Rewrite in full the data between the lines containing "Scouting task: drop one point on every instance of the twig" and "[(12, 228), (513, 196), (36, 152), (448, 214)]", inclusive, adding -65 to every point coordinate in the answer lists and to no other number. Leave the pictures out of your output.

> [Data provided]
>> START

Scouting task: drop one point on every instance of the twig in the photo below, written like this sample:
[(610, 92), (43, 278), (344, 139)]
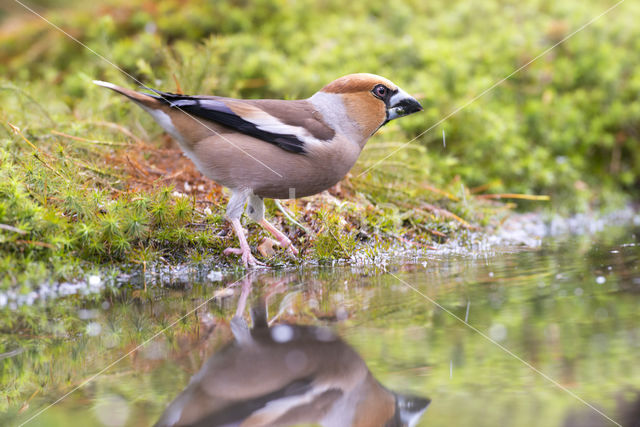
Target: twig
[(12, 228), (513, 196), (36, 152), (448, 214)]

>> END
>> START

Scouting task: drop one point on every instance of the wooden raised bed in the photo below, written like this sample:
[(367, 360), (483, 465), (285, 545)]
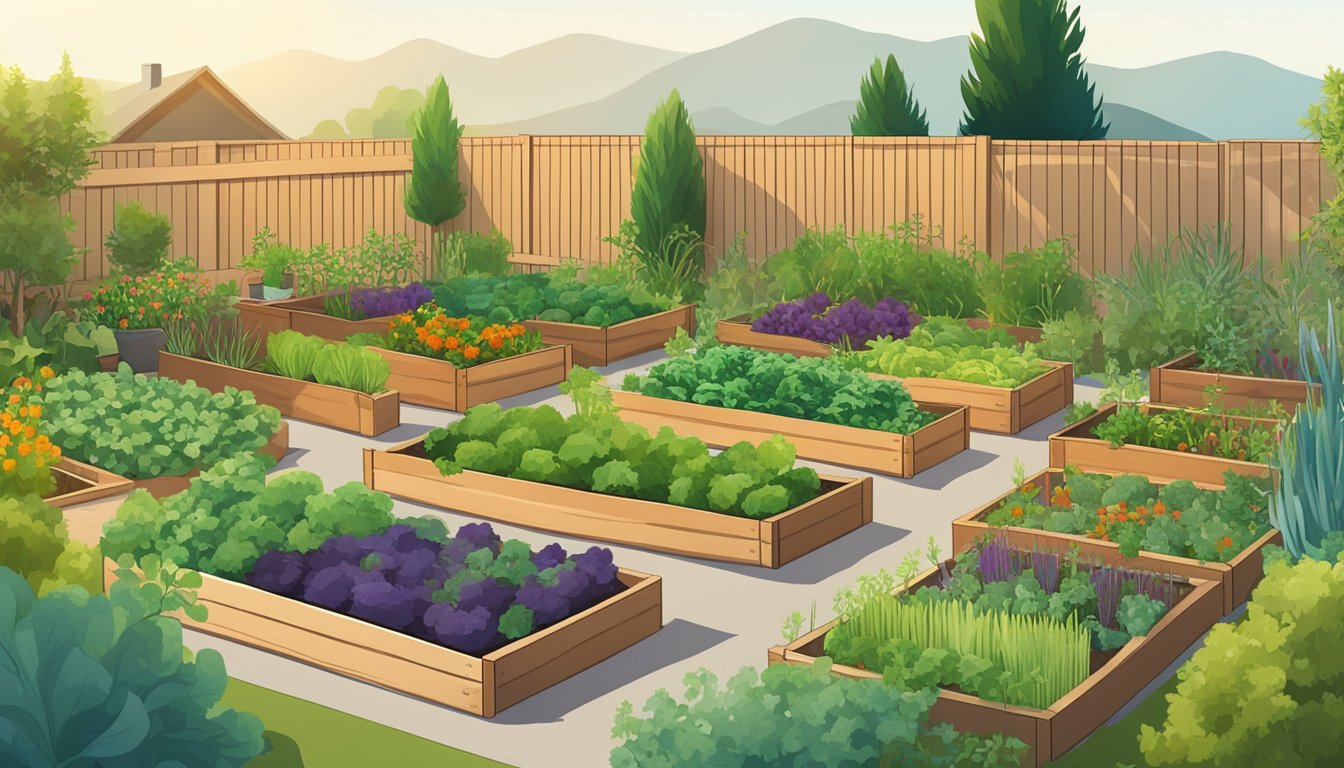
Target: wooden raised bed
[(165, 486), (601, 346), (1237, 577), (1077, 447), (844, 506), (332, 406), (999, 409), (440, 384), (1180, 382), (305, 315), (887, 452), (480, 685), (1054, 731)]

>> END

> [Solved problem]
Scouting task: drop one point on every instance of the twig in the photo below, written like this sample:
[(610, 92), (43, 278), (344, 139)]
Target: twig
[(-53, 163), (448, 131), (-29, 87), (383, 149)]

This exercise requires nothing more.